═════ Information given ═════
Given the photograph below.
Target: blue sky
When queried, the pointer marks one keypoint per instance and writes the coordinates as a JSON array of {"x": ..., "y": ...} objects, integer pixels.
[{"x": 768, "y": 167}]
═════
═════ Information given ═════
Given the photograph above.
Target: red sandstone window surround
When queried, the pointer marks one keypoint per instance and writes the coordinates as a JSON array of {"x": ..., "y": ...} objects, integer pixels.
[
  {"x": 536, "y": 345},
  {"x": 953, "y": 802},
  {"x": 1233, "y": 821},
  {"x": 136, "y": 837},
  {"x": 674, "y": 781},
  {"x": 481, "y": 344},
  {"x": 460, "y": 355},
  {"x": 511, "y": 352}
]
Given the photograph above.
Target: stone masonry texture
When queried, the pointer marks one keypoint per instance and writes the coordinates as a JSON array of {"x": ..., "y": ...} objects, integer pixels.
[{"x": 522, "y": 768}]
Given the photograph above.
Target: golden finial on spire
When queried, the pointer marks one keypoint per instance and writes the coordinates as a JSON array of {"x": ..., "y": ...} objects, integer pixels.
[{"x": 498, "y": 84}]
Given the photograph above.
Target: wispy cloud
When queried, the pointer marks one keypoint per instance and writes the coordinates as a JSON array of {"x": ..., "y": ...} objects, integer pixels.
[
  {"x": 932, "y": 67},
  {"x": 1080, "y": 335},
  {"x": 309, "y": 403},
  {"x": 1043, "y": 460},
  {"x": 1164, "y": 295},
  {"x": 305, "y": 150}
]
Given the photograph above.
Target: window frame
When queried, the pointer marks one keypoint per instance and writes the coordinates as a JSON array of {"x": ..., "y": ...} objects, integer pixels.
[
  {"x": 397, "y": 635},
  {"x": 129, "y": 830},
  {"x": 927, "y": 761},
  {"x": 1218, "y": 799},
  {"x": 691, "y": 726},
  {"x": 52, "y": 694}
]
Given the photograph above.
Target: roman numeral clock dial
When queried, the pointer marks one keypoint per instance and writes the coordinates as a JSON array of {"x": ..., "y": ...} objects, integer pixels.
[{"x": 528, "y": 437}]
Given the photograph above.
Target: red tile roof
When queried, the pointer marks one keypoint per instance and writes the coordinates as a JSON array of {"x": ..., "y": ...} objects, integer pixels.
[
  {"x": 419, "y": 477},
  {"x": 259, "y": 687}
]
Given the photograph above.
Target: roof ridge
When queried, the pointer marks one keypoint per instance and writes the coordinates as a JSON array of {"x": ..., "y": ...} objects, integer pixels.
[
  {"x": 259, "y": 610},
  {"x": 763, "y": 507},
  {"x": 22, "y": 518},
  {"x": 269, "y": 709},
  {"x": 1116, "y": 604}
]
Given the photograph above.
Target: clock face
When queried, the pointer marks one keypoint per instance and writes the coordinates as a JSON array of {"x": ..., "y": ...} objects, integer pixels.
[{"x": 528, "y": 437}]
═════
═════ Information given ═════
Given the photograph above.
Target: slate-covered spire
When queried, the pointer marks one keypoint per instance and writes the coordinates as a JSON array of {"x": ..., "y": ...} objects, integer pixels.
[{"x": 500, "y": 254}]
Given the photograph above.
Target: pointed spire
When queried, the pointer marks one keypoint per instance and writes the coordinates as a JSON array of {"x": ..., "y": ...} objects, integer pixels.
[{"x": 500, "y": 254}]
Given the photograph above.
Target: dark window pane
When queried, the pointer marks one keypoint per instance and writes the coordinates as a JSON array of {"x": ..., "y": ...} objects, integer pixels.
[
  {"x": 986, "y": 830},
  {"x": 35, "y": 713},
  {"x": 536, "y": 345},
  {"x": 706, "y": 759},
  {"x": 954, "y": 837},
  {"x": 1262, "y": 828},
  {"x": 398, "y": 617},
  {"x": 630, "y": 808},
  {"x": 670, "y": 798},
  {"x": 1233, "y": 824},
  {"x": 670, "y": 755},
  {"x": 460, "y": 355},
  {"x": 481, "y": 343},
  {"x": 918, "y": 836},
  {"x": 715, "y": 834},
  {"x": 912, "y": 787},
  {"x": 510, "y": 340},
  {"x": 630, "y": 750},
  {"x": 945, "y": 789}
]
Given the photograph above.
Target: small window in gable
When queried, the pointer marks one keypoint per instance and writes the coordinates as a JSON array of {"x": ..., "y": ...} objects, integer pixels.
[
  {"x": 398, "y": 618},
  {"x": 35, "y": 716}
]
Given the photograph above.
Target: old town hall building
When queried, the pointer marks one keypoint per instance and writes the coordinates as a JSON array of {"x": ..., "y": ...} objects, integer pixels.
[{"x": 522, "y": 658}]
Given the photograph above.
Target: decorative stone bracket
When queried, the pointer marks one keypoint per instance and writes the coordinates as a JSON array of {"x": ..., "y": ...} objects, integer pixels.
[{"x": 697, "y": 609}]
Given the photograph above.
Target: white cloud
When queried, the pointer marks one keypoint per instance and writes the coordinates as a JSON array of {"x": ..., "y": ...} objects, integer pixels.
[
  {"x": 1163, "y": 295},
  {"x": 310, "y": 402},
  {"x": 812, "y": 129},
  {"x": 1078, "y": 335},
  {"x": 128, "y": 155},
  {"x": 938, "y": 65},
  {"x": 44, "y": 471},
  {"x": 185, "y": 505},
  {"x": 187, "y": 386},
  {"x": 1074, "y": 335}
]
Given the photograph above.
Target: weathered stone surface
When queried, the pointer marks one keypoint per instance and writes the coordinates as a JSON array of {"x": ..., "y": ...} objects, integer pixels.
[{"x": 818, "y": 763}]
═════
> To do
For every line of the data above that contains "clock", copy that line.

> Response
Target: roman numeral clock dial
Target: clock face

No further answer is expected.